SUPPLIED DATA:

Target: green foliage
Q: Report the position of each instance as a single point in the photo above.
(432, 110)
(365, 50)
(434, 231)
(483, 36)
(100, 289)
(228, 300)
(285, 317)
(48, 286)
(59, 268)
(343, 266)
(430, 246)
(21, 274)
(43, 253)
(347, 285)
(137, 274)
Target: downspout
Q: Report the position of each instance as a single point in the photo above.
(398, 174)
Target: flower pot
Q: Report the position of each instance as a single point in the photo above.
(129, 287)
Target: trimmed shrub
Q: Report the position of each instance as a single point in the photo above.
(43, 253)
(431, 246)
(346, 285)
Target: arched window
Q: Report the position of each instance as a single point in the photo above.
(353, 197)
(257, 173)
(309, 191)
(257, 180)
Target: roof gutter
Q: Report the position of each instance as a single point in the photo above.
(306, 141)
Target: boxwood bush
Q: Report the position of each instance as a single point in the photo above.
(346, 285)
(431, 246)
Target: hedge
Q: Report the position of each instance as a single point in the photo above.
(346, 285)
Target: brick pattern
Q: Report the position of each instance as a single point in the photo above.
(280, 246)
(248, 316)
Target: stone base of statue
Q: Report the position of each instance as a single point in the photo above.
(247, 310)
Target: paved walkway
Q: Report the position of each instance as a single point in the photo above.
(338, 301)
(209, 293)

WHAT THE EXERCISE ASKS: Reproduce only the lines between the line containing "Target: arched window" and the last line of the records, those two lines included, exactly.

CORRECT RESPONSE:
Target: arched window
Q: Report the position of each instance as a single point in the photo above.
(353, 197)
(257, 173)
(309, 191)
(257, 180)
Target: roof gutter
Q: Report the position of each instance as a single point in the photo above.
(306, 141)
Target: boxwood bush
Q: Report the position of each instance as a single point in the photo above.
(346, 285)
(431, 246)
Target: hedge
Q: Report the position of each instance as a single point in the photo above.
(346, 285)
Target: brick pattern
Q: Report the position of each instance as a single point in the photo above.
(280, 246)
(248, 316)
Target: stone base of statue
Q: Report the position of each instance as a single point in the photo above.
(247, 310)
Target: paved walkway
Q: Report the position of each instance as a single point in the photo above.
(338, 301)
(209, 293)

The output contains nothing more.